● REQUIREMENT:
In the lines from the beginning up to and including the line containing "[[125, 263]]", change every "disc" to "circle" and leave all other text unchanged. Reproduce only those lines, and omit the pictures.
++++++++
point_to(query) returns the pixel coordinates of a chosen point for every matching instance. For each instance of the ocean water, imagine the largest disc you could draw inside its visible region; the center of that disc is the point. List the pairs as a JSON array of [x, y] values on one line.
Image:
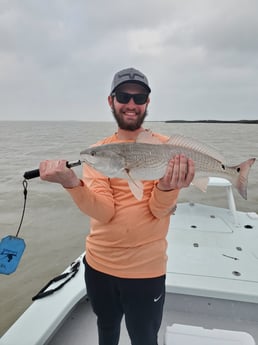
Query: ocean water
[[54, 229]]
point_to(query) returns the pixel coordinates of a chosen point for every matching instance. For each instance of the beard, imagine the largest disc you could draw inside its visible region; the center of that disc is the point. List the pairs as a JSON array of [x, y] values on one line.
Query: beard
[[129, 126]]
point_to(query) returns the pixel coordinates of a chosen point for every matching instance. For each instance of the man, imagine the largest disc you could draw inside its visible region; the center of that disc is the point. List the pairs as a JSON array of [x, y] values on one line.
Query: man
[[125, 263]]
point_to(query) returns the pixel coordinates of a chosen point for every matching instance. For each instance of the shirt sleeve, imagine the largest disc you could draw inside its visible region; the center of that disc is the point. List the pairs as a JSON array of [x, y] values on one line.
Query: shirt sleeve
[[94, 197], [163, 203]]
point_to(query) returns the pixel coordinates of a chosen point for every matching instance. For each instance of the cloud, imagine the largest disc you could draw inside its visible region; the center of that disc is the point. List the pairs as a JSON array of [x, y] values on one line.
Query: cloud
[[57, 58]]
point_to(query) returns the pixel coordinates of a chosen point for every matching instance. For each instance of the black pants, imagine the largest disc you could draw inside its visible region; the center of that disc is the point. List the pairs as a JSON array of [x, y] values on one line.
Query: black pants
[[140, 300]]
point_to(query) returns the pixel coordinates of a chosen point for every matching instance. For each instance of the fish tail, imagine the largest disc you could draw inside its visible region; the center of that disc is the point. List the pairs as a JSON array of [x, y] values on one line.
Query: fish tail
[[242, 178]]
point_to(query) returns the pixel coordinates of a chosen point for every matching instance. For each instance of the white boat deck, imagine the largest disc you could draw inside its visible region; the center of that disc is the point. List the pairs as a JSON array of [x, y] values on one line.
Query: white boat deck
[[212, 285]]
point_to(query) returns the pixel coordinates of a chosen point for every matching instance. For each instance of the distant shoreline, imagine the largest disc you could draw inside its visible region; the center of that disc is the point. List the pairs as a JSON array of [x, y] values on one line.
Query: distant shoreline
[[213, 121]]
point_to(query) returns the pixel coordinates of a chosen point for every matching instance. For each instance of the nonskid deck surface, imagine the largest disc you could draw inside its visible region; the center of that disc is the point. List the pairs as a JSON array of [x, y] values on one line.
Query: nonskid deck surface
[[208, 244], [206, 250], [212, 282], [205, 313]]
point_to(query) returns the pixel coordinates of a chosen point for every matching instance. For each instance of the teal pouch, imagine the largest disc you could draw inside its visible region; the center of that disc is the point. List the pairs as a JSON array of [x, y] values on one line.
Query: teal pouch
[[11, 250]]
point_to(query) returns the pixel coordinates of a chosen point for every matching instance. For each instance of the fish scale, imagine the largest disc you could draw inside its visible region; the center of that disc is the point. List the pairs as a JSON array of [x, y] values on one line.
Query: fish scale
[[144, 160]]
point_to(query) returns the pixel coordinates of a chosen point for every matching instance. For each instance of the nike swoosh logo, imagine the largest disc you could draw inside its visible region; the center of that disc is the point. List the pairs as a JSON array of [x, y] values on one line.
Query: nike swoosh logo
[[157, 299]]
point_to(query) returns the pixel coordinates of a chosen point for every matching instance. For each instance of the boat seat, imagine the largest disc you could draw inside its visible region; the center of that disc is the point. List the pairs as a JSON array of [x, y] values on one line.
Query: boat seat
[[179, 334]]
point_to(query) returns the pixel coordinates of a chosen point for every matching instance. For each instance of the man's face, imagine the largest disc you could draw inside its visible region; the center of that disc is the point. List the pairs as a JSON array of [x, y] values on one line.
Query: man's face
[[129, 116]]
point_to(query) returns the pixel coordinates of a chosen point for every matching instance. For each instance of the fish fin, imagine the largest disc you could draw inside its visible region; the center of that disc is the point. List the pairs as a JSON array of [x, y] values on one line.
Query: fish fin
[[148, 138], [241, 179], [193, 144], [135, 186], [201, 183]]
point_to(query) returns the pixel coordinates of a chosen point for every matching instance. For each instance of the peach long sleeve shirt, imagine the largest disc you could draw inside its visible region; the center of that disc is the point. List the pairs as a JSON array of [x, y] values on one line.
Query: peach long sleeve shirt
[[127, 237]]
++++++++
● TASK ANSWER:
point_to(query) returns the pixel coordinates of a chosen point for every matching instance. For each instance of the ocean water, imagine the largest circle you could draw inside its visible region; the center of that circle is the point. List the pairs as a JSON array of [x, y] values on one line.
Image:
Query: ocean water
[[54, 229]]
point_to(query) returns the pixel coordinates of a chosen point for every matching instance. For each instance of the beard, imagine the largest circle you could draw inside its visible region; the center of that circle is the point. List the pairs as a JSON array of [x, y] values on one line.
Query: beard
[[129, 126]]
point_to(query) returns the pixel coordinates of a chosen point for every matching instance. For each instance of the man, imagine the largest circle you could draw inside its visible region; the center of that circle is the point. List the pairs as a JSON array of [x, y] values on one line.
Query: man
[[125, 263]]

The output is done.